▶ **ENTRIES**
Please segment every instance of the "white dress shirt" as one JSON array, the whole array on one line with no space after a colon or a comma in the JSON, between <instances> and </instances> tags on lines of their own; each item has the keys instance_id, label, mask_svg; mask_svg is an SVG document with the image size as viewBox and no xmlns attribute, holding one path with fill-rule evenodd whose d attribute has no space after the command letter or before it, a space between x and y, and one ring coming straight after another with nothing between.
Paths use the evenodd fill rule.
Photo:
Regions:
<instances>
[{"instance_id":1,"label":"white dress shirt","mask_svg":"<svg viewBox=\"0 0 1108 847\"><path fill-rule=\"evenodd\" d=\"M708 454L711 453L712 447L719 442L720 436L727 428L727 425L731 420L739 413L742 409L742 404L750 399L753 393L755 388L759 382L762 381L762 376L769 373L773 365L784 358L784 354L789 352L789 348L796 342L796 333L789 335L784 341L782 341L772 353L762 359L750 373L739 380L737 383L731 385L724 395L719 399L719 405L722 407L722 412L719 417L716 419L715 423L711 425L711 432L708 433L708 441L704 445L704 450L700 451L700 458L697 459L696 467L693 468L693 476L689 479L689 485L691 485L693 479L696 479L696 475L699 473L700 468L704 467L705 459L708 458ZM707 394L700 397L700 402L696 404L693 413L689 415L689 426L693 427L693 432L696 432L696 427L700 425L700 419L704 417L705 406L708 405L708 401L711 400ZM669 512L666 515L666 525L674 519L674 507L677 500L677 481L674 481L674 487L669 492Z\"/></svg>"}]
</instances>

▶ **WORK TO BE COMPLETED**
Repeat the records above word for word, line by line, with nothing left out or changed.

▶ **REPLY**
Please segment every instance of the "white dress shirt" as one JSON array, the whole array on one line with no space after a colon or a comma in the JSON, between <instances> and </instances> tags on lines of their own; each item has the keys instance_id, label, mask_svg; mask_svg is an SVG document with the image size as viewBox and no xmlns attribute, holding one path with fill-rule evenodd whose d attribute has no space after the command letter or before it, a space between x and y, and one ring coming straight after another with nothing between.
Paths use the evenodd fill rule.
Photo:
Regions:
<instances>
[{"instance_id":1,"label":"white dress shirt","mask_svg":"<svg viewBox=\"0 0 1108 847\"><path fill-rule=\"evenodd\" d=\"M708 454L711 453L712 447L719 442L720 436L727 428L727 425L731 420L739 413L742 409L742 404L750 399L753 393L755 388L759 382L762 381L762 376L769 373L773 365L784 358L784 354L789 352L789 348L796 342L796 333L789 335L784 341L782 341L772 353L762 359L750 373L739 380L737 383L731 385L724 395L719 399L719 405L722 407L722 412L719 417L716 419L715 423L711 425L711 432L708 433L708 441L704 445L704 450L700 451L700 458L697 459L696 467L693 468L693 476L689 479L689 485L691 485L693 479L696 479L696 475L699 473L700 468L704 467L705 459L708 458ZM707 394L700 397L700 402L696 404L693 413L689 415L689 426L693 427L693 432L696 432L696 427L700 425L700 419L704 417L705 406L708 405L708 401L711 400ZM669 512L666 515L666 525L674 519L674 507L677 500L677 481L674 481L674 487L669 492Z\"/></svg>"}]
</instances>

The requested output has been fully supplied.